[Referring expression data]
--

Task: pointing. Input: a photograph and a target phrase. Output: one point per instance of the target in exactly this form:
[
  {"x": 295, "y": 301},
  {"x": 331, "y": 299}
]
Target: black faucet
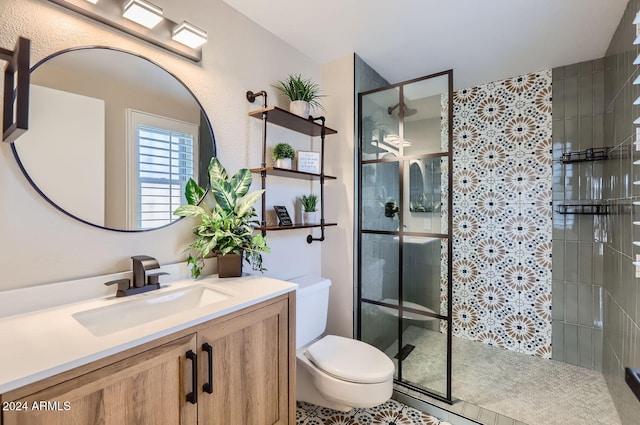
[{"x": 142, "y": 281}]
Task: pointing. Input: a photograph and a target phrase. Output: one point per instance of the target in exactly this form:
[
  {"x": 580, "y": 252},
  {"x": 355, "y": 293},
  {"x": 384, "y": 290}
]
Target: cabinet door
[
  {"x": 250, "y": 369},
  {"x": 148, "y": 388}
]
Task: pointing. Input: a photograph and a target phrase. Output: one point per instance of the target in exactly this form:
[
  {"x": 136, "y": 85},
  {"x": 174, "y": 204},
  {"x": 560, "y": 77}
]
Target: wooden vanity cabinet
[
  {"x": 251, "y": 370},
  {"x": 148, "y": 388},
  {"x": 252, "y": 364}
]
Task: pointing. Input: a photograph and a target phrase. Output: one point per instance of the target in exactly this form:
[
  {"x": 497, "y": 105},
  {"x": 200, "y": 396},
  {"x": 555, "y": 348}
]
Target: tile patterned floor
[{"x": 388, "y": 413}]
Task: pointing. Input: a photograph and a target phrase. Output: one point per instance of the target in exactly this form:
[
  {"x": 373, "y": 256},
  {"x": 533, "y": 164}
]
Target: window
[{"x": 165, "y": 156}]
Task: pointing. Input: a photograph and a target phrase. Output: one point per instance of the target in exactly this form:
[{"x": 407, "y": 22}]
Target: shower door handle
[{"x": 632, "y": 377}]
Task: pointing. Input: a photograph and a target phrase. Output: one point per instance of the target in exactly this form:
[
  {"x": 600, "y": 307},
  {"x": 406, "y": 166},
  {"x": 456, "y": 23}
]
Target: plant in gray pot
[
  {"x": 227, "y": 220},
  {"x": 283, "y": 153},
  {"x": 302, "y": 92},
  {"x": 309, "y": 205}
]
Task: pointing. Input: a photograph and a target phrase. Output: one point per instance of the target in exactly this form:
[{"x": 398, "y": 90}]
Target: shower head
[{"x": 407, "y": 111}]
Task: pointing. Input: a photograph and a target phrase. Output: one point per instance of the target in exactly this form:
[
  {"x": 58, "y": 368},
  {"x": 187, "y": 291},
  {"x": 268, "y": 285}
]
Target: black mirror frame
[
  {"x": 16, "y": 90},
  {"x": 59, "y": 208}
]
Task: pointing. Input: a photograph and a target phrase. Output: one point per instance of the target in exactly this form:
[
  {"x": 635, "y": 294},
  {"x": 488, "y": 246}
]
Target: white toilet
[{"x": 332, "y": 371}]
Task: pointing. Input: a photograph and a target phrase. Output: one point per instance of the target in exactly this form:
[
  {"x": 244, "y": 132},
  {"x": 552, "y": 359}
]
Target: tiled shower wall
[
  {"x": 502, "y": 214},
  {"x": 578, "y": 240},
  {"x": 622, "y": 319}
]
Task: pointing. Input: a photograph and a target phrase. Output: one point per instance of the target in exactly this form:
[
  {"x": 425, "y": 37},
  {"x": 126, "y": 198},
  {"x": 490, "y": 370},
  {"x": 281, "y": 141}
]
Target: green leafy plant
[
  {"x": 227, "y": 218},
  {"x": 283, "y": 151},
  {"x": 297, "y": 88},
  {"x": 309, "y": 202}
]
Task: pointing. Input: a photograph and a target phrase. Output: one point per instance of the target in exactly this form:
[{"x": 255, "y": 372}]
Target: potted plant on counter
[
  {"x": 283, "y": 153},
  {"x": 227, "y": 220},
  {"x": 302, "y": 93},
  {"x": 309, "y": 205}
]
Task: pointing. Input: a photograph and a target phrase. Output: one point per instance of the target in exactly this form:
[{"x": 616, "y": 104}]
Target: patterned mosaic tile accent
[
  {"x": 502, "y": 211},
  {"x": 389, "y": 413}
]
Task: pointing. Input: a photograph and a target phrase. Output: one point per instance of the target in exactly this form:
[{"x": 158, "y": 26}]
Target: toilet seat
[{"x": 350, "y": 360}]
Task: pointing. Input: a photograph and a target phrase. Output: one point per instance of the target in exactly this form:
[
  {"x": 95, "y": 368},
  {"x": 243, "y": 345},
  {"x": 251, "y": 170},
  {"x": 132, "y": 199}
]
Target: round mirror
[{"x": 113, "y": 138}]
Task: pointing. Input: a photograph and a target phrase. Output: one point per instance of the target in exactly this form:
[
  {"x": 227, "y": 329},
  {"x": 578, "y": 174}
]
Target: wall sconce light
[
  {"x": 145, "y": 21},
  {"x": 144, "y": 13},
  {"x": 15, "y": 114},
  {"x": 189, "y": 35}
]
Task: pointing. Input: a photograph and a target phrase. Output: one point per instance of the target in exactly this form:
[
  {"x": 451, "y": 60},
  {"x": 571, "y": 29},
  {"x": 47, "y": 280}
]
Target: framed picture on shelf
[
  {"x": 283, "y": 215},
  {"x": 309, "y": 162}
]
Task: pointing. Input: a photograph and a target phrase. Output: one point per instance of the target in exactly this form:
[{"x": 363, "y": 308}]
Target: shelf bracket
[{"x": 310, "y": 238}]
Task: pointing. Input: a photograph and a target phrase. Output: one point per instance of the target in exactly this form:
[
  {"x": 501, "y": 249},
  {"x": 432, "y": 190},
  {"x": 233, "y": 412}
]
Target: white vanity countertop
[{"x": 39, "y": 344}]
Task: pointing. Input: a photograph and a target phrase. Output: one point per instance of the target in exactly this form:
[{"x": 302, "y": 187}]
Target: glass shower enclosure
[{"x": 404, "y": 229}]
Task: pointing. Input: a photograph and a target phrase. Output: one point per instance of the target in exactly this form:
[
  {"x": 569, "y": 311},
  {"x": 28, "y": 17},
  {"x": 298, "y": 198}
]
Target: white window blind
[{"x": 165, "y": 158}]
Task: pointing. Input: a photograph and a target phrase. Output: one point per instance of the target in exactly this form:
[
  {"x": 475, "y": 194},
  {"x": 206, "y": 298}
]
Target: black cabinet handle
[
  {"x": 208, "y": 386},
  {"x": 192, "y": 397}
]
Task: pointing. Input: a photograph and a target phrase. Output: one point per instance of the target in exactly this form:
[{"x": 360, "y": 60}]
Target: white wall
[
  {"x": 337, "y": 249},
  {"x": 39, "y": 245}
]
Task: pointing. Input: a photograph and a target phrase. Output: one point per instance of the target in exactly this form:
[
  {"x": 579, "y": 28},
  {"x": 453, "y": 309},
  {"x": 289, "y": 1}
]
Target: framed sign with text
[
  {"x": 309, "y": 162},
  {"x": 283, "y": 215}
]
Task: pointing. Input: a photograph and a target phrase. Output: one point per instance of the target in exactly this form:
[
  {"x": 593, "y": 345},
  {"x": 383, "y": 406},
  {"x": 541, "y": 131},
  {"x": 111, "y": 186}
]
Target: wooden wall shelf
[
  {"x": 291, "y": 121},
  {"x": 307, "y": 126},
  {"x": 283, "y": 172},
  {"x": 295, "y": 226}
]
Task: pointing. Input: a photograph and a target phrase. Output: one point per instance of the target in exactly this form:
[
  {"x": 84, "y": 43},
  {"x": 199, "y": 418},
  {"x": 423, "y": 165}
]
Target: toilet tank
[{"x": 312, "y": 305}]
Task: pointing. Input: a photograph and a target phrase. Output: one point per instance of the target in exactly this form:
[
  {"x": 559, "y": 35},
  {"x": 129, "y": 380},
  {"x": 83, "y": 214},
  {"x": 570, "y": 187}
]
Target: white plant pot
[
  {"x": 284, "y": 163},
  {"x": 310, "y": 217},
  {"x": 299, "y": 107}
]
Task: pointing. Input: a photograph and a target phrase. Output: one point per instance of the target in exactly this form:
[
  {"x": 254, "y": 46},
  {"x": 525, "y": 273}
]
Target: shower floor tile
[
  {"x": 390, "y": 412},
  {"x": 526, "y": 388}
]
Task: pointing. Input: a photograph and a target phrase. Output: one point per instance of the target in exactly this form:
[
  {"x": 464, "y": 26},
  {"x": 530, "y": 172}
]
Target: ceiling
[{"x": 481, "y": 40}]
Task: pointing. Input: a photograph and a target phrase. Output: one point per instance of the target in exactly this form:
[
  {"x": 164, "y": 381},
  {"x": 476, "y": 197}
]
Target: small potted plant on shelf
[
  {"x": 302, "y": 93},
  {"x": 283, "y": 153},
  {"x": 227, "y": 220},
  {"x": 309, "y": 205}
]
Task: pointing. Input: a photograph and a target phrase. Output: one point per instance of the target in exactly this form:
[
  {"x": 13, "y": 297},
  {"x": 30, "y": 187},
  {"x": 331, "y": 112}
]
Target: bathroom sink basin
[{"x": 147, "y": 307}]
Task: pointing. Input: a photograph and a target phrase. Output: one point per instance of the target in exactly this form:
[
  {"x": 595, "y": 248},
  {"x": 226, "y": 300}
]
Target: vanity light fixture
[
  {"x": 189, "y": 35},
  {"x": 142, "y": 12},
  {"x": 140, "y": 19}
]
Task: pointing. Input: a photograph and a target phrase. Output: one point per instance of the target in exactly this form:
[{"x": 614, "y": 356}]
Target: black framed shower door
[{"x": 404, "y": 229}]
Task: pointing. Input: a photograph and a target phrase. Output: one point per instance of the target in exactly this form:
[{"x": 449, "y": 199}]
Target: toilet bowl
[{"x": 333, "y": 371}]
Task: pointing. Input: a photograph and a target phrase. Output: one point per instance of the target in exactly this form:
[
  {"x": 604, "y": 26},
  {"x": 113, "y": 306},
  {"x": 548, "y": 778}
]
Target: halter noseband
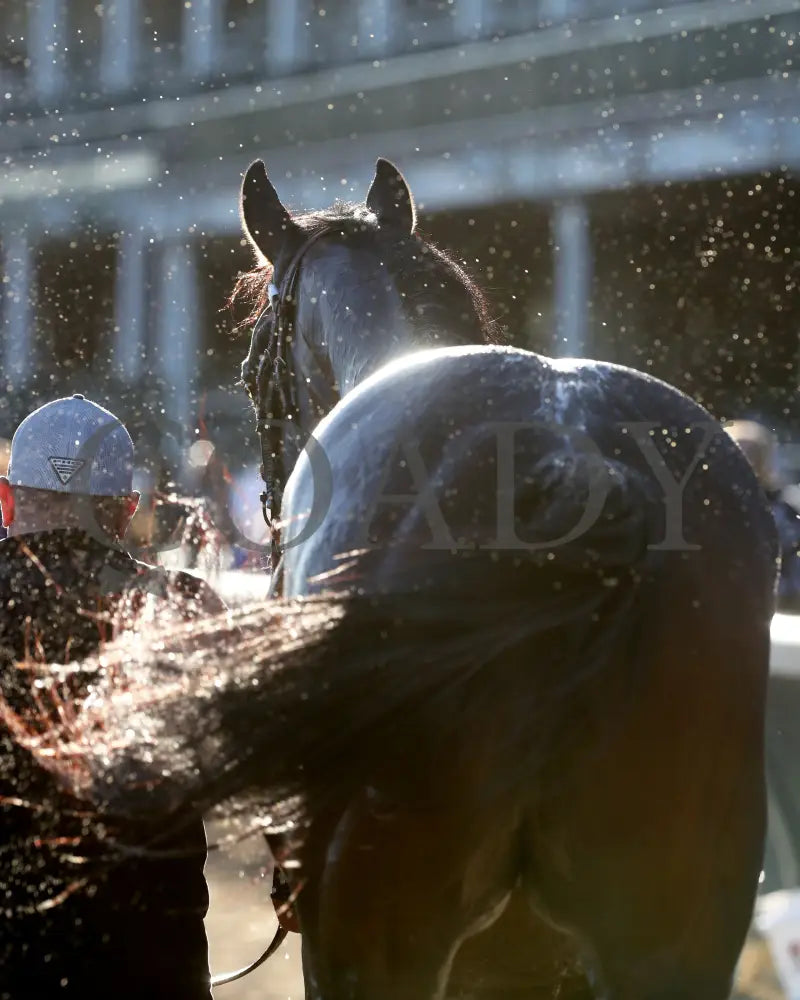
[{"x": 275, "y": 394}]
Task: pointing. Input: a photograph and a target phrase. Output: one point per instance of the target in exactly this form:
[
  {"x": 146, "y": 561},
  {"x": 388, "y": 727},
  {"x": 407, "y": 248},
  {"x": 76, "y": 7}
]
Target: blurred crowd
[{"x": 761, "y": 448}]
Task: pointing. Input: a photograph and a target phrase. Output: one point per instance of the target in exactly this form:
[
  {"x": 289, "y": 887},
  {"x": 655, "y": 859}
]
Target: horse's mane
[{"x": 433, "y": 284}]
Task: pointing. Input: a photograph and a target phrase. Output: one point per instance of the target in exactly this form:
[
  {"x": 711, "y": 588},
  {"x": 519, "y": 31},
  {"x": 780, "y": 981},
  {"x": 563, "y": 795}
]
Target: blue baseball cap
[{"x": 72, "y": 445}]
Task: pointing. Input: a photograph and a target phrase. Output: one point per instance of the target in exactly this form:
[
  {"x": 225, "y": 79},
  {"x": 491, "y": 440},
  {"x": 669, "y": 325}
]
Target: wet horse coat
[
  {"x": 524, "y": 731},
  {"x": 602, "y": 766}
]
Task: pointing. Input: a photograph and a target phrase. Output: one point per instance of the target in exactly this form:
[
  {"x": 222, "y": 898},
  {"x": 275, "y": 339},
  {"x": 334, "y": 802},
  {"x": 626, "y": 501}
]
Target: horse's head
[{"x": 341, "y": 292}]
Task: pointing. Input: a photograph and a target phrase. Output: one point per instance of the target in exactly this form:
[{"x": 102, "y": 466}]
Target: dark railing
[{"x": 245, "y": 42}]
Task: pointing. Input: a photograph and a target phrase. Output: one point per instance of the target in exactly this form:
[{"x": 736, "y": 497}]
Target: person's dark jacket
[
  {"x": 787, "y": 520},
  {"x": 137, "y": 929}
]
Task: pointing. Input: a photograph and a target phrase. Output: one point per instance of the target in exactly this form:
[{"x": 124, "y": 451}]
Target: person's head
[
  {"x": 759, "y": 446},
  {"x": 71, "y": 466}
]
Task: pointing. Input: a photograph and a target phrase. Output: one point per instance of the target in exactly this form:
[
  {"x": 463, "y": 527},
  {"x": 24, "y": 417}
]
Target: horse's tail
[{"x": 292, "y": 702}]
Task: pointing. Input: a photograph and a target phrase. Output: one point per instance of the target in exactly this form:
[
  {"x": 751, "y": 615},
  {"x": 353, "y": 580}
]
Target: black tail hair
[{"x": 286, "y": 705}]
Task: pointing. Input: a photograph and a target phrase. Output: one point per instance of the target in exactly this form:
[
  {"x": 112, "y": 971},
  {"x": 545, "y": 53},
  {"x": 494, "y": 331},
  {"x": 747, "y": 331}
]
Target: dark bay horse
[{"x": 524, "y": 719}]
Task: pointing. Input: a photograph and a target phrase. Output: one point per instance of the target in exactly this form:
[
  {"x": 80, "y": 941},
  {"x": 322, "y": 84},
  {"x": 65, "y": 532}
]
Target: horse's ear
[
  {"x": 389, "y": 197},
  {"x": 266, "y": 222}
]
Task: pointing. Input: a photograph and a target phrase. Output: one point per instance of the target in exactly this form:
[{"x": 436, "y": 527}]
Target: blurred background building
[{"x": 620, "y": 176}]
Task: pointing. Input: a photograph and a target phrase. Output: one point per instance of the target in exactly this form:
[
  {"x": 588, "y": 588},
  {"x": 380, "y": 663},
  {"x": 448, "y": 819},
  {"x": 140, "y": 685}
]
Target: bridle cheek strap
[{"x": 277, "y": 402}]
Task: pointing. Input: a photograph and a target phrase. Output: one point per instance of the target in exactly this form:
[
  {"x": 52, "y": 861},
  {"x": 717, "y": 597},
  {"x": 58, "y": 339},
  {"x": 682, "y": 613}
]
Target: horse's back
[{"x": 442, "y": 451}]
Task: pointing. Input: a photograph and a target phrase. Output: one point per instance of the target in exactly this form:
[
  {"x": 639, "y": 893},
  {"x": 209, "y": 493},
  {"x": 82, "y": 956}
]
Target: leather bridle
[{"x": 273, "y": 388}]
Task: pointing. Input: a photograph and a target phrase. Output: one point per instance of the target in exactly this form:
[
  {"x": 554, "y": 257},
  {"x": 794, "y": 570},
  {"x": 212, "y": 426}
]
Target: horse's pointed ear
[
  {"x": 265, "y": 220},
  {"x": 389, "y": 197}
]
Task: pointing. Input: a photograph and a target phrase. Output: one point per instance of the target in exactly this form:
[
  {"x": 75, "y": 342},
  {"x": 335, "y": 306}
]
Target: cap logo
[{"x": 65, "y": 468}]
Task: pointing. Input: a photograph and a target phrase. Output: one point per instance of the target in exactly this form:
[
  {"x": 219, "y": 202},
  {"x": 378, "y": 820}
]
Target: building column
[
  {"x": 177, "y": 331},
  {"x": 120, "y": 56},
  {"x": 18, "y": 341},
  {"x": 201, "y": 31},
  {"x": 130, "y": 313},
  {"x": 285, "y": 35},
  {"x": 46, "y": 33},
  {"x": 374, "y": 24},
  {"x": 469, "y": 19},
  {"x": 572, "y": 277}
]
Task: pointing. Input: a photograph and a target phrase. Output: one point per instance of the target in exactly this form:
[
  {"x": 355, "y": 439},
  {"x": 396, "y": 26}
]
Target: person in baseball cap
[
  {"x": 67, "y": 584},
  {"x": 61, "y": 454}
]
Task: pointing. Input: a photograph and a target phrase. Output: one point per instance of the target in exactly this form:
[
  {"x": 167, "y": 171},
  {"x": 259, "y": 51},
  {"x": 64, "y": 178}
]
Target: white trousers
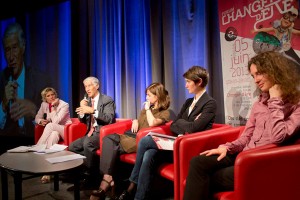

--

About this task -
Print the lines from the one that contains "Target: building column" through the last line of the data, exactly and in full, and no other lines. Pictures are not part of the copy.

Your solution -
Target: building column
[
  {"x": 177, "y": 331},
  {"x": 120, "y": 56},
  {"x": 18, "y": 341},
  {"x": 201, "y": 31},
  {"x": 130, "y": 313},
  {"x": 285, "y": 35},
  {"x": 46, "y": 33},
  {"x": 374, "y": 24},
  {"x": 469, "y": 19},
  {"x": 572, "y": 277}
]
Task: pointing. Input: a photograph and a target phrase. Output: one point per instance of the target in exactly this form:
[
  {"x": 355, "y": 439},
  {"x": 396, "y": 26}
]
Target: person in baseball cap
[
  {"x": 67, "y": 584},
  {"x": 61, "y": 454}
]
Task: pointing. Input: a photograph and a target phrase. Output: one point per instance of the target in exactly this form:
[
  {"x": 167, "y": 171},
  {"x": 259, "y": 51},
  {"x": 64, "y": 178}
]
Target: white trousers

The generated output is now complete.